## [Text for analysis]
:::::

Here’s another inarguable point about race and migration.  Some 43 percent of the undocumented persons in the US—according to government statistics, census data, and the Pew Hispanic Center—are persons who came here legally and overstayed their visas.  That means they were inspected at one time.

We finally changed our race-based immigration policies in 1965 to policies based on countries of origin.  Statistically, it’s almost the same thing.  A lot of the anti-immigrant behavior we see on the border where I live and in the media from all over the country is exhibited by people left behind by globalization who have chosen to blame everything on people of color. 

Let me tell you a personal story.  In the 90s, I was a doctoral student, a pastor, and a contractor.  I had a roofing crew tearing off the roof of an expensive, split-level home in West Texas.  Border Patrol agents ran up my ladders with their hands on their guns and carded everyone on the job.  Every one of my men were born in Lubbock, Texas.  That’s nothing to brag about, but they were not here illegally.  They were brown.  They were roofing.  Must be undocumented.  The owner of the house came out to see what the fuss was about, and the Border Patrol agents were apologizing to the white man for disturbing him.  They were acting on a tip that there were some undocumented persons working here.  The agents left.  The only person who was undocumented, was the white man who owned the house.  He was from New Zealand.  He was a professor who had overstayed his work visa.

:::::

[Region pointing data]
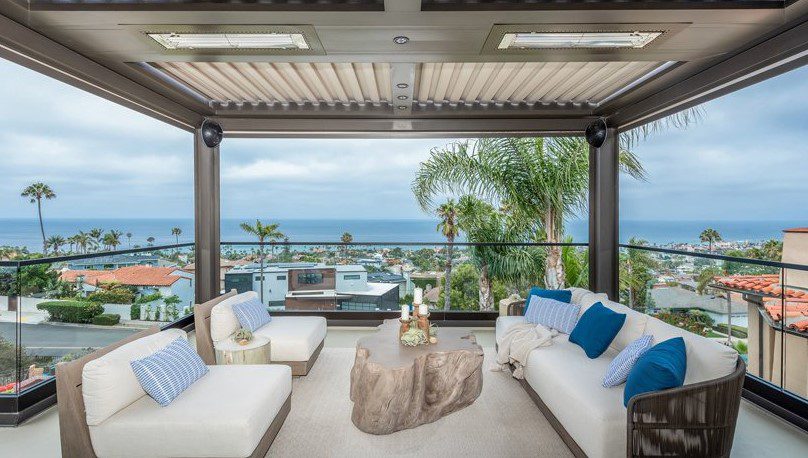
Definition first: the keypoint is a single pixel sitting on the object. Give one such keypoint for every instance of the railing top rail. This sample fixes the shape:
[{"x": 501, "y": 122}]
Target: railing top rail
[
  {"x": 95, "y": 254},
  {"x": 720, "y": 257}
]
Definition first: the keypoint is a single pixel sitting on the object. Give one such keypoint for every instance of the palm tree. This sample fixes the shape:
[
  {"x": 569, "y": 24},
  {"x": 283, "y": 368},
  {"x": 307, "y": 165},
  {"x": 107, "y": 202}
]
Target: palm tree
[
  {"x": 346, "y": 238},
  {"x": 55, "y": 242},
  {"x": 263, "y": 232},
  {"x": 541, "y": 181},
  {"x": 36, "y": 192},
  {"x": 176, "y": 232},
  {"x": 710, "y": 236},
  {"x": 447, "y": 212}
]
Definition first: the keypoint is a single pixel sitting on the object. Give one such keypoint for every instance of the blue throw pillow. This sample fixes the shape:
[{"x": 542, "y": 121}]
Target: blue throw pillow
[
  {"x": 554, "y": 314},
  {"x": 169, "y": 371},
  {"x": 596, "y": 329},
  {"x": 660, "y": 368},
  {"x": 251, "y": 314},
  {"x": 621, "y": 365},
  {"x": 561, "y": 295}
]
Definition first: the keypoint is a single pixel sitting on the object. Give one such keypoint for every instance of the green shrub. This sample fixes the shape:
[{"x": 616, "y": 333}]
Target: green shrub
[
  {"x": 107, "y": 319},
  {"x": 71, "y": 311},
  {"x": 112, "y": 296}
]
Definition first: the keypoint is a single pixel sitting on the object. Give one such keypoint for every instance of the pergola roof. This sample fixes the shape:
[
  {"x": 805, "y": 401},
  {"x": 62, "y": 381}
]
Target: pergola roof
[{"x": 449, "y": 77}]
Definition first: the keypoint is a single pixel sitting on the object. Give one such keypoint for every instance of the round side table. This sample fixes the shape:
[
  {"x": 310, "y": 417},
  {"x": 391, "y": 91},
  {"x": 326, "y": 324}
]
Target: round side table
[{"x": 257, "y": 351}]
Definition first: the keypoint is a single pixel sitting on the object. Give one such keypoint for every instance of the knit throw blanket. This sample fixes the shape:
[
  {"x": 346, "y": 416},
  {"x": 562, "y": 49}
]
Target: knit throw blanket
[{"x": 517, "y": 344}]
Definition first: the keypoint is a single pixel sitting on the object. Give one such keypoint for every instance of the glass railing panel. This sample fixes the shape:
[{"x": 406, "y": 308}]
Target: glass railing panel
[{"x": 376, "y": 277}]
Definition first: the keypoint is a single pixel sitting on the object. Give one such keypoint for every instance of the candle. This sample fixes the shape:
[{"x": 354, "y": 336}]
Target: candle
[{"x": 418, "y": 296}]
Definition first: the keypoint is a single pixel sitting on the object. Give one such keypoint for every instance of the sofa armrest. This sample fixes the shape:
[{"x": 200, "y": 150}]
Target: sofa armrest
[
  {"x": 516, "y": 308},
  {"x": 691, "y": 420}
]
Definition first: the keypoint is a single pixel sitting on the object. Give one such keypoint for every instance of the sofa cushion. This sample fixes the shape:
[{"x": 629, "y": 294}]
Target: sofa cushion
[
  {"x": 632, "y": 329},
  {"x": 706, "y": 359},
  {"x": 224, "y": 414},
  {"x": 569, "y": 384},
  {"x": 223, "y": 322},
  {"x": 553, "y": 314},
  {"x": 169, "y": 371},
  {"x": 504, "y": 323},
  {"x": 596, "y": 329},
  {"x": 251, "y": 314},
  {"x": 108, "y": 383},
  {"x": 621, "y": 365},
  {"x": 293, "y": 338},
  {"x": 660, "y": 368}
]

:::::

## [Assignment 1]
From the text on race and migration, output the part starting at "Here’s another inarguable" and ending at "people of color.", copied word for word.
## [Assignment 2]
In the text on race and migration, where was the owner of the house from?
These rows were taken from a different source than the text.

## [Your solution 1]
Here’s another inarguable point about race and migration.  Some 43 percent of the undocumented persons in the US—according to government statistics, census data, and the Pew Hispanic Center—are persons who came here legally and overstayed their visas.  That means they were inspected at one time.

We finally changed our race-based immigration policies in 1965 to policies based on countries of origin.  Statistically, it’s almost the same thing.  A lot of the anti-immigrant behavior we see on the border where I live and in the media from all over the country is exhibited by people left behind by globalization who have chosen to blame everything on people of color.

## [Your solution 2]
New Zealand.